▶ **Task 1**: Extract each line in the records below that contains the string "pompom". Matching is case-sensitive.

Trevor Perrin wrote:

Bob emails Charlie and says "Hi, I'm your old friend Bob.  Where did you 
bury that treasure we stole?"  Charlie replies "If you're really Bob, 
what's our codeword?  And send it to me signed and encrypted, so I'll know 
which public key is yours."  So Bob does.  But Alice now slips Charlie a 
primary key that has Bob's public key as a signing subkey, and Alice's 
public key as an encryption subkey.  Charlie decrypts and verifies the 
message, and is satisfied that the owner of this primary key knows the 
codeword, and is "Bob".  So he encrypts the treasure map to Alice's public 
key.

This illustrates a problem with signature subkeys.  When a top-level key
is used to sign a message, it is also used to sign the encryption subkeys.
So your message is signed by the same key that said "use one of these
subkeys to encrypt to me".  You have assurance in that case that you
are encrypting the reply to a key endorsed by the person who signed the
original message.

But with signature subkeys, there is no such guarantee.  The subkey is
just dangling.  It isn't making any statements about the other encryption
subkeys or the top-level master key.  That is why this fraud works in
that case.

Collected data entries:
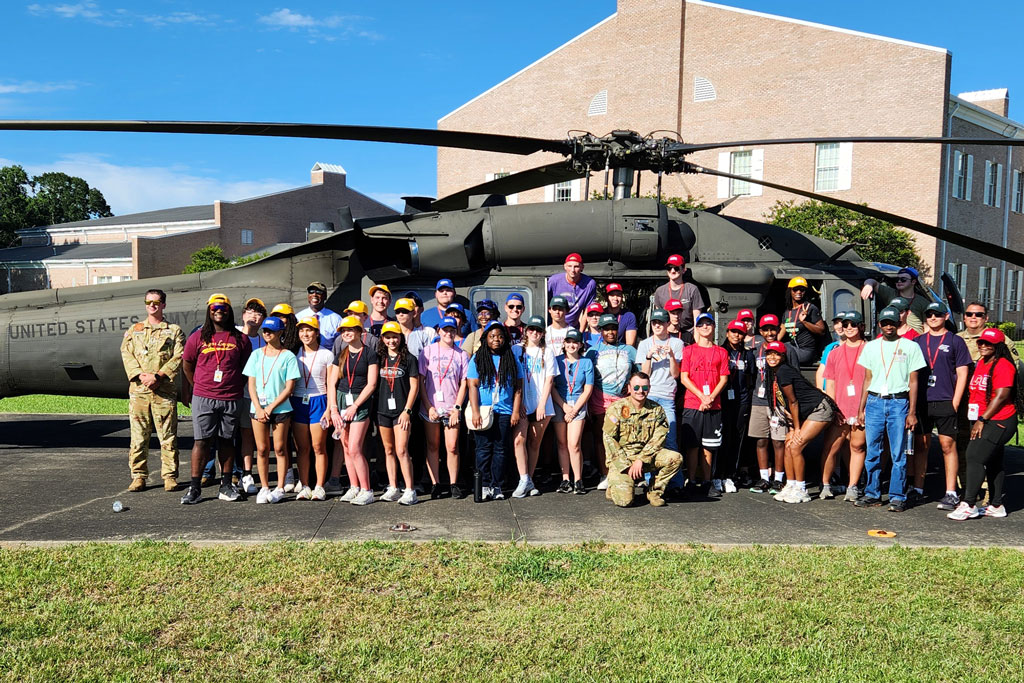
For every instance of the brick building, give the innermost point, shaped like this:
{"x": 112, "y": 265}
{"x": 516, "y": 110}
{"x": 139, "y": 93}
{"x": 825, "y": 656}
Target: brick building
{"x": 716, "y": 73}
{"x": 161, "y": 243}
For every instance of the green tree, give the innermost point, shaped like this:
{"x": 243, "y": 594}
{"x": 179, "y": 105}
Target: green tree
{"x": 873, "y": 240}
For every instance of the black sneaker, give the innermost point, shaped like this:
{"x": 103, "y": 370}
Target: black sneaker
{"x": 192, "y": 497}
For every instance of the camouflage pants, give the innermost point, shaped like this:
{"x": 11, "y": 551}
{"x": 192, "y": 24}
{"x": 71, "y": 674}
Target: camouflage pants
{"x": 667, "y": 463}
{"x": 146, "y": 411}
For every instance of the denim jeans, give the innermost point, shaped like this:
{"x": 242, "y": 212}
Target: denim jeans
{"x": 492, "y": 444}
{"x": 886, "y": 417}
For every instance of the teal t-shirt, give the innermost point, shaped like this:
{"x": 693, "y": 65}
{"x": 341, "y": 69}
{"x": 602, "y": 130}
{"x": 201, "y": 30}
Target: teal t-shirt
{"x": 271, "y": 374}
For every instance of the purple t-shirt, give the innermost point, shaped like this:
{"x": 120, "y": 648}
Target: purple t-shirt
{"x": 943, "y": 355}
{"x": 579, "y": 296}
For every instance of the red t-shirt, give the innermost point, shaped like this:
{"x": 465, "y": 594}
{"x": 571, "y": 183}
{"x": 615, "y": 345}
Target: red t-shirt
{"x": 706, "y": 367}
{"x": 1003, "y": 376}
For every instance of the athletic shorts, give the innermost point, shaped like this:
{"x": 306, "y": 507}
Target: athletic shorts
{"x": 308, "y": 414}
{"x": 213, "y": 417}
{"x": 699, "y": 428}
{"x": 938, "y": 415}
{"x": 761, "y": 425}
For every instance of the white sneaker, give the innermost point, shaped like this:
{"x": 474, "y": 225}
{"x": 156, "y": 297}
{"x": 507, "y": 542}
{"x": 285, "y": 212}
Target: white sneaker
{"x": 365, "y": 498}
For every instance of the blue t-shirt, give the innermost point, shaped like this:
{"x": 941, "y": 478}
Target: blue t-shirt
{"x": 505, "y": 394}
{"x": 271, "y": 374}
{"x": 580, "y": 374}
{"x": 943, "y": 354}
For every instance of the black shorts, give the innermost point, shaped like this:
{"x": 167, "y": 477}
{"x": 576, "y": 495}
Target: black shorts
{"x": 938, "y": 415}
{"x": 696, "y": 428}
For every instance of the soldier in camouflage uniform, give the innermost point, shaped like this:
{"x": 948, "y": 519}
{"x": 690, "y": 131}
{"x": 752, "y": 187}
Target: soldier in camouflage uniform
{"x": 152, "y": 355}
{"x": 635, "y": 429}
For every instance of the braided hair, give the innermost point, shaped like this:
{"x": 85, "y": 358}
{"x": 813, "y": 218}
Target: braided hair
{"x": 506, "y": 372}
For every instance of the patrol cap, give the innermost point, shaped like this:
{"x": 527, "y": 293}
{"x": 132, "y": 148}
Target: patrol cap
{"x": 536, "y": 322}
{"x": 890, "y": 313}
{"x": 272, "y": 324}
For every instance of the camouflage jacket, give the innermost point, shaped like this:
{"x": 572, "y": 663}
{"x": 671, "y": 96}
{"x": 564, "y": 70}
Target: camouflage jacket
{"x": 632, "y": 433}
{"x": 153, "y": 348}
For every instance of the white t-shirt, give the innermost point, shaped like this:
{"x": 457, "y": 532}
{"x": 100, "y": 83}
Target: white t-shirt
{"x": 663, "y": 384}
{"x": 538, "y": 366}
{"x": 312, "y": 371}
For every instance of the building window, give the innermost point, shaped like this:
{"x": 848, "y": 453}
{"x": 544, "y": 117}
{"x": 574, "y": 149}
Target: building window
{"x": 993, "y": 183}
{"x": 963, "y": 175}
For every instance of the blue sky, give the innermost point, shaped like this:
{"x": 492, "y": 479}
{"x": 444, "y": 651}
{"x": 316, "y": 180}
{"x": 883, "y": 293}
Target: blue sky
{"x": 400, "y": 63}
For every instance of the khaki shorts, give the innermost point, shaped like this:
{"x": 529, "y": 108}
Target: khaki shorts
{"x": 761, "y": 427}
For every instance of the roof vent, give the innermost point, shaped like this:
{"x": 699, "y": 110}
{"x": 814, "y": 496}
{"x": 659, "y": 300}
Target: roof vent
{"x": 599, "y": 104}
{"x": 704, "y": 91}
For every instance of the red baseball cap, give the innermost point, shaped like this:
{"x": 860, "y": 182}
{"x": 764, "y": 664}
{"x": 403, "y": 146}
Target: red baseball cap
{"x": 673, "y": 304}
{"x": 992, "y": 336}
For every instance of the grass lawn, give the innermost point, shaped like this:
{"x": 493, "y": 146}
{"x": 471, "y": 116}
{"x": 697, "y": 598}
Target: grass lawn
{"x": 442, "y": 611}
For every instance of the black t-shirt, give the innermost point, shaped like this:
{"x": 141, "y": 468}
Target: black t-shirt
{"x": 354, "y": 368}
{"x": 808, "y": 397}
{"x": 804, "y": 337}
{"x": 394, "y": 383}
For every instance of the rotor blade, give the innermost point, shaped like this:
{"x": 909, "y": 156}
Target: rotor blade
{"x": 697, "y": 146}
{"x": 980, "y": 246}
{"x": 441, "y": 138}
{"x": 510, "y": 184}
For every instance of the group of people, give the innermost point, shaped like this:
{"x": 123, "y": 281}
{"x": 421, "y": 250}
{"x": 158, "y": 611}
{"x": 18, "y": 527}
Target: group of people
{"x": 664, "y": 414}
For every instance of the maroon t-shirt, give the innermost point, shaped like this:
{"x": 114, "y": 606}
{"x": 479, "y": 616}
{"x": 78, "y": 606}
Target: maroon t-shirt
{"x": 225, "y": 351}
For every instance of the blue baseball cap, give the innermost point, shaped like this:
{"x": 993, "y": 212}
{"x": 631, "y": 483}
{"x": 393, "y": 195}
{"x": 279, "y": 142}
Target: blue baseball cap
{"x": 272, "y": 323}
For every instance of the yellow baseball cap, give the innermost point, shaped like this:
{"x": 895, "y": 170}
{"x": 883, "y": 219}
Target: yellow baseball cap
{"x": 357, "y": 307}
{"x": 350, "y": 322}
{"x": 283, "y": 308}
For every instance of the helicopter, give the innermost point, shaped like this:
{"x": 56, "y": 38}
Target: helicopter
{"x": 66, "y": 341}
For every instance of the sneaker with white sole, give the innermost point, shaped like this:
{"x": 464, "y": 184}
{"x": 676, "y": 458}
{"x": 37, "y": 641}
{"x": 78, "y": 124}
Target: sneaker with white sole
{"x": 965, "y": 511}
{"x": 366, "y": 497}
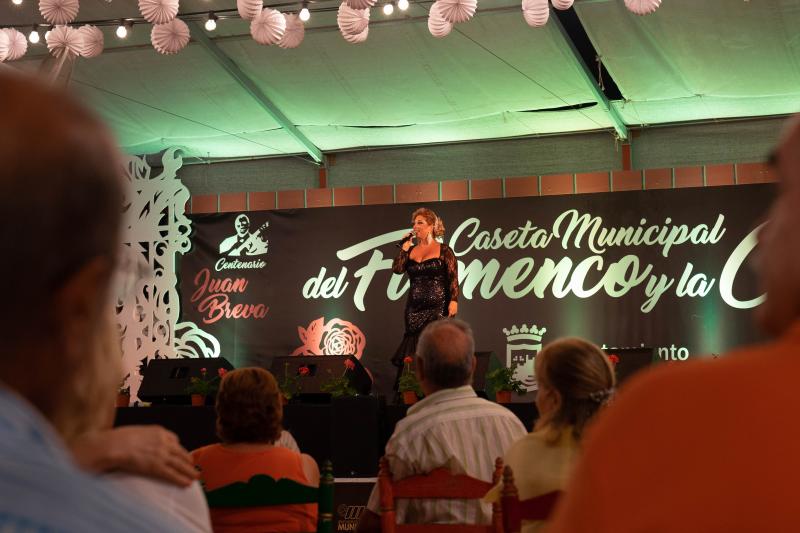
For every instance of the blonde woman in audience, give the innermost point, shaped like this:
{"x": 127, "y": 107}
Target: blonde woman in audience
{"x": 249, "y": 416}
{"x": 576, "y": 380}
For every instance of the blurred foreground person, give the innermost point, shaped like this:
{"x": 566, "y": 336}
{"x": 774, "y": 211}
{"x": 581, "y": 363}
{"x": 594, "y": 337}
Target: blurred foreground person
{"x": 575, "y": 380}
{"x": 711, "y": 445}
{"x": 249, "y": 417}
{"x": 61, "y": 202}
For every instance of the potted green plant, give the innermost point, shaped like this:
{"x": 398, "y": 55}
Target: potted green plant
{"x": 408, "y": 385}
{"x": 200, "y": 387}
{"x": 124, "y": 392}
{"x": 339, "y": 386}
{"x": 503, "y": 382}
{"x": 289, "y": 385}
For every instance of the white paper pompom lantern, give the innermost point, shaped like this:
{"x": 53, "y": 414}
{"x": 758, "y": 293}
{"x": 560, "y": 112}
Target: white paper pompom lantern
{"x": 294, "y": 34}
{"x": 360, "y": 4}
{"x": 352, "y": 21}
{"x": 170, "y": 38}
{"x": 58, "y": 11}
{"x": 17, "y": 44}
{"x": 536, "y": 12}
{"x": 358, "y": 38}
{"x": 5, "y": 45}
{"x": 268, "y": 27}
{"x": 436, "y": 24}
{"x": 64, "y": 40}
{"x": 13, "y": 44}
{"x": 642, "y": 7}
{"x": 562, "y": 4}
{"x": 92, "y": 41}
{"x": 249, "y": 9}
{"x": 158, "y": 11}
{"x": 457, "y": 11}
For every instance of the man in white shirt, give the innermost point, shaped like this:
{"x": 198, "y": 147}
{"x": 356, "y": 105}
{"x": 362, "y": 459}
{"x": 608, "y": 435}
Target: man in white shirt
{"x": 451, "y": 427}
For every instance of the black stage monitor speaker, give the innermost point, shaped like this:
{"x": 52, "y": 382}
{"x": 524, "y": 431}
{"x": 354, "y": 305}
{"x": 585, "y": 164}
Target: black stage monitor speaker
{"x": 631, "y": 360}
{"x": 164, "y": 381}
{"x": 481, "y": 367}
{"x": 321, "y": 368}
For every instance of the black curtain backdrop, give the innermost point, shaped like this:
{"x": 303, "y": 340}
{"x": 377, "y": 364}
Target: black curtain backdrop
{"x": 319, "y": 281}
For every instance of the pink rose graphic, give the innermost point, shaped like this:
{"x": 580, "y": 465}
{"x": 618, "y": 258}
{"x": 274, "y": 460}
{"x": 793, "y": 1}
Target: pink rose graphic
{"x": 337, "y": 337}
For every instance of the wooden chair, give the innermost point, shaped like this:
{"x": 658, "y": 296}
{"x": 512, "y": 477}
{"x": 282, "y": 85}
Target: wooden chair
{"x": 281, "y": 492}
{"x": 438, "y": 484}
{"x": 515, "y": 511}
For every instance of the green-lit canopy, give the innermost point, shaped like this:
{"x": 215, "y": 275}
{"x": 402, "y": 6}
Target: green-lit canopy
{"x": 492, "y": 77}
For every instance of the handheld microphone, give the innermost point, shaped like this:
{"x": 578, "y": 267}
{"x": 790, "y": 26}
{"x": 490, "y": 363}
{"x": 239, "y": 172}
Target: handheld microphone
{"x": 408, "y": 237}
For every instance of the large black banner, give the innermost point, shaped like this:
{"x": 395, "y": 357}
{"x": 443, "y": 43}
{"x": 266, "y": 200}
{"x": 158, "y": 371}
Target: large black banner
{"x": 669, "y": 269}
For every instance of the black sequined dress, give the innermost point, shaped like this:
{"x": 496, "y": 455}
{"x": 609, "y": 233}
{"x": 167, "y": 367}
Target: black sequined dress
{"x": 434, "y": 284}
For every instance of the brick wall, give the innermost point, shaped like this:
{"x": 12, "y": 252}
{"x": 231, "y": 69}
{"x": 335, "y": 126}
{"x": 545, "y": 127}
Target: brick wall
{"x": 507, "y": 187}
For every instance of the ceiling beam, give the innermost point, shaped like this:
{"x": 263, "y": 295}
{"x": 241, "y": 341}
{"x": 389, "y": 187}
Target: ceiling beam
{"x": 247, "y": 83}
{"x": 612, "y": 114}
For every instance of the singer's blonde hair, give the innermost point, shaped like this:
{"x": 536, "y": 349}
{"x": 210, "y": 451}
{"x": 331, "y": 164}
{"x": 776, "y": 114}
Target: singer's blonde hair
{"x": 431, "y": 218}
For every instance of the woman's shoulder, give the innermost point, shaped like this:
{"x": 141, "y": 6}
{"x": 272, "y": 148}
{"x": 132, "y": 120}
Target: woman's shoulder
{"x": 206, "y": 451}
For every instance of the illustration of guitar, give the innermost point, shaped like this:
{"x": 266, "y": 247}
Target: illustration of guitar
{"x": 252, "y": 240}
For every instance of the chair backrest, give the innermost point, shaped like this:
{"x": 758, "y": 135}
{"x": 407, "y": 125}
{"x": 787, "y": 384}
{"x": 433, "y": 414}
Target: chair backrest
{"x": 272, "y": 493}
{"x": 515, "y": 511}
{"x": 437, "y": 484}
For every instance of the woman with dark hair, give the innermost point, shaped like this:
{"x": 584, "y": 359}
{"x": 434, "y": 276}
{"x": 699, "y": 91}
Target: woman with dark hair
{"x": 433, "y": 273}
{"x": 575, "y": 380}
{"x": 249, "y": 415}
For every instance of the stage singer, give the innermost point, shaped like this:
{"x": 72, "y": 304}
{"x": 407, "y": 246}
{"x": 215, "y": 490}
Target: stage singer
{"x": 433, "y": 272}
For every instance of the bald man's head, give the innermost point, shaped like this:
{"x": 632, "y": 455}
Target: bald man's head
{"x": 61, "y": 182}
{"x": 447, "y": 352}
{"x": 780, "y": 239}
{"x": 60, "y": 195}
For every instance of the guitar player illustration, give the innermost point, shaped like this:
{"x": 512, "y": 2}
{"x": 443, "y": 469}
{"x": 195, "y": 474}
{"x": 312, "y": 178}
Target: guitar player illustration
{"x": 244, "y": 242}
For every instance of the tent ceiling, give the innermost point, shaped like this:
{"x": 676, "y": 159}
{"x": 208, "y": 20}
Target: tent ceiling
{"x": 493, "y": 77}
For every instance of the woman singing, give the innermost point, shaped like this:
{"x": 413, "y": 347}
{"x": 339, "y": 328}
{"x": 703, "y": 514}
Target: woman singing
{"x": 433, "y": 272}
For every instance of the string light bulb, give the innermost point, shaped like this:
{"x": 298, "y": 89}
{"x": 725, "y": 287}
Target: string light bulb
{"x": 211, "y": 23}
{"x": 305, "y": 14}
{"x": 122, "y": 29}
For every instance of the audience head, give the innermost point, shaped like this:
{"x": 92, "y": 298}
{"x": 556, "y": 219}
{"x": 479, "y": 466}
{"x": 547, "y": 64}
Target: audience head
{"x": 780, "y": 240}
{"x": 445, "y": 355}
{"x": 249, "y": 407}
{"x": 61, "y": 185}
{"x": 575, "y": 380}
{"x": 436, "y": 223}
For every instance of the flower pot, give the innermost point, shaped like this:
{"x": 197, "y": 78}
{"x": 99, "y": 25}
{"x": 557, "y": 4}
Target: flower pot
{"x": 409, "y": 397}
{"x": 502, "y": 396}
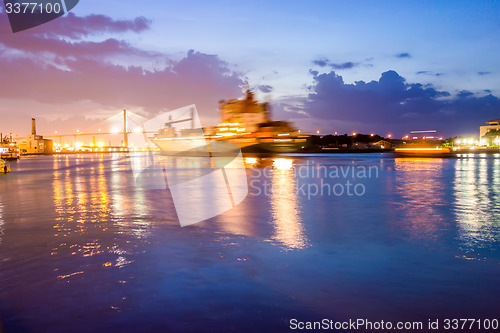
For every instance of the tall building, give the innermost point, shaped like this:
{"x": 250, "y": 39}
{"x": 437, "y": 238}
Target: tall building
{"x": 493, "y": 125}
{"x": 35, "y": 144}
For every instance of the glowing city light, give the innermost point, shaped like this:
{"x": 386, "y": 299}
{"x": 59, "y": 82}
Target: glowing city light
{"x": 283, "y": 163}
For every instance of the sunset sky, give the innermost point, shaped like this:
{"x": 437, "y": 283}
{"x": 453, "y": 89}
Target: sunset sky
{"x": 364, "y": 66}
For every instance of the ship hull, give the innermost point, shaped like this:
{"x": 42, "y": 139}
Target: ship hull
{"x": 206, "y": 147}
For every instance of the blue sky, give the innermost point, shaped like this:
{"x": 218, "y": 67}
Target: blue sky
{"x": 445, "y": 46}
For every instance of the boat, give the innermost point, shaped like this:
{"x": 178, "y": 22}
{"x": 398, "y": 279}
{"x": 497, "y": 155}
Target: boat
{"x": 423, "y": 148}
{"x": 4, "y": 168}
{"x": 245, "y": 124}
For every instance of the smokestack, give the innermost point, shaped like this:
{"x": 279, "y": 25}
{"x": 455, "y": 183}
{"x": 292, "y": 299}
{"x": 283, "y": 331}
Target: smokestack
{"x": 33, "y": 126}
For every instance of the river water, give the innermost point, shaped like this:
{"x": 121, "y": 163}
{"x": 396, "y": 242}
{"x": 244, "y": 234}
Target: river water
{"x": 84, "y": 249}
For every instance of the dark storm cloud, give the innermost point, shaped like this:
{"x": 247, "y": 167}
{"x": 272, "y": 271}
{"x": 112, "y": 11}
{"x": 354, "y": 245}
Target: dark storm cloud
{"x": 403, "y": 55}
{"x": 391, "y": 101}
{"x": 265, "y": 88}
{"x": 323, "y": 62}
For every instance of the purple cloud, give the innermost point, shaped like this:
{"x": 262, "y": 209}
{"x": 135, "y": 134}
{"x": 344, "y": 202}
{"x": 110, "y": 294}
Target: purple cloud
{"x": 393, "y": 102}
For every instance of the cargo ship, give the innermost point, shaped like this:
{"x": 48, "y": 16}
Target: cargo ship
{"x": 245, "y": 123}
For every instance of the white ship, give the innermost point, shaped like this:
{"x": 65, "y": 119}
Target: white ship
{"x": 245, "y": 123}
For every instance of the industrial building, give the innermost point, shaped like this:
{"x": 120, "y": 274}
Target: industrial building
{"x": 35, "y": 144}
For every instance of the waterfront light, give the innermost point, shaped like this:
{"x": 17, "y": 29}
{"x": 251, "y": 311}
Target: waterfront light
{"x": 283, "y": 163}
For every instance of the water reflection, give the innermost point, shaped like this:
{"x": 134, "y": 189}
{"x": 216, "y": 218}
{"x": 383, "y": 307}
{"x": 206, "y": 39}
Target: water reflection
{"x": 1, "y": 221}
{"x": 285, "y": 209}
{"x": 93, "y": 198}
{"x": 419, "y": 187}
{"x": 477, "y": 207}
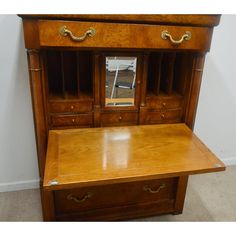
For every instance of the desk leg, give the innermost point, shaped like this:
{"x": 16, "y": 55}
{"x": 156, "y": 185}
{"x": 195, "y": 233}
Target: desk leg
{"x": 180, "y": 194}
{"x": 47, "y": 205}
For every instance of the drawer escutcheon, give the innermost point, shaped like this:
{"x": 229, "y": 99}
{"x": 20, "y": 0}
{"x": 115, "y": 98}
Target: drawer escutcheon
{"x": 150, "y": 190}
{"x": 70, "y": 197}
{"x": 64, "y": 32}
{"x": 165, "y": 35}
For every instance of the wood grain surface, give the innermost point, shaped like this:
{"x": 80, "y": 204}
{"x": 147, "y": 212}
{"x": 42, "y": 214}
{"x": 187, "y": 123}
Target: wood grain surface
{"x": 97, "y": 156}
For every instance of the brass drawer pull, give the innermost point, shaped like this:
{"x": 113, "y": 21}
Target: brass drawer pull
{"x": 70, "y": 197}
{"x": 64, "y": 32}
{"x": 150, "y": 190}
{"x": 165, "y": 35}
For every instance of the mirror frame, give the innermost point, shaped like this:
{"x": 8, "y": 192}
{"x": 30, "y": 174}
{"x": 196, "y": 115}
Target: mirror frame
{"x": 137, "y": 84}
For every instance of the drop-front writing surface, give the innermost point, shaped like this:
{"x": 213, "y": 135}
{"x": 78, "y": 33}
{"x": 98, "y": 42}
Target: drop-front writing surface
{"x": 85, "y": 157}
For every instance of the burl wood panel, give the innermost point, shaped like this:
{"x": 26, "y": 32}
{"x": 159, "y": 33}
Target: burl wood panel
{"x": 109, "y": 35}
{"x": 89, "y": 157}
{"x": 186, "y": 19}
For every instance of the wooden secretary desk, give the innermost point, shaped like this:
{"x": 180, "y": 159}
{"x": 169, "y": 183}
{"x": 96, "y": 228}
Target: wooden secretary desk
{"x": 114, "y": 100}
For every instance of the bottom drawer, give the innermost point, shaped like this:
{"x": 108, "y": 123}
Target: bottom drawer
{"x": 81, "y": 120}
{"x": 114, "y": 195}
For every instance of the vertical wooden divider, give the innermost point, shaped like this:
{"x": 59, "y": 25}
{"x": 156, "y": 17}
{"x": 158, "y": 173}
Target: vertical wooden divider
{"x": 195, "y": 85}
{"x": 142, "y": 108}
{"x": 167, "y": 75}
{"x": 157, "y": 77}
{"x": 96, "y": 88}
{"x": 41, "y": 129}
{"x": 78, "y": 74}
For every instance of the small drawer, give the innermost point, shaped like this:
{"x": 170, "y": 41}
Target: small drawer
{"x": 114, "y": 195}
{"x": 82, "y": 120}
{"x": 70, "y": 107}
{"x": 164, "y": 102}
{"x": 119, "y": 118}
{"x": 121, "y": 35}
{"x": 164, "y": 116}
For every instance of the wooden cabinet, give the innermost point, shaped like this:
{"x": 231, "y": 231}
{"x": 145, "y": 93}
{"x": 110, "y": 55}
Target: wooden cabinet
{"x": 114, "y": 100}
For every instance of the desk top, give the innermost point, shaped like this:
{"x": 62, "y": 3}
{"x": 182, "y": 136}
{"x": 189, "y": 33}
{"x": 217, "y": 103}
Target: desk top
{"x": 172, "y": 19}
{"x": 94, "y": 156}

▶ **Task 2**: Output, word for word, the stretch of the post on signature subkeys from "Bob emails Charlie" through "the encryption subkeys.".

▶ **Response 1**:
For every instance of the white paper pompom lantern, give the innermost point, shaped like this:
Target: white paper pompom lantern

▶ **Response 2**:
Bob emails Charlie and says "Hi, I'm your old friend Bob.  Where did you 
bury that treasure we stole?"  Charlie replies "If you're really Bob, 
what's our codeword?  And send it to me signed and encrypted, so I'll know 
which public key is yours."  So Bob does.  But Alice now slips Charlie a 
primary key that has Bob's public key as a signing subkey, and Alice's 
public key as an encryption subkey.  Charlie decrypts and verifies the 
message, and is satisfied that the owner of this primary key knows the 
codeword, and is "Bob".  So he encrypts the treasure map to Alice's public 
key.

This illustrates a problem with signature subkeys.  When a top-level key
is used to sign a message, it is also used to sign the encryption subkeys.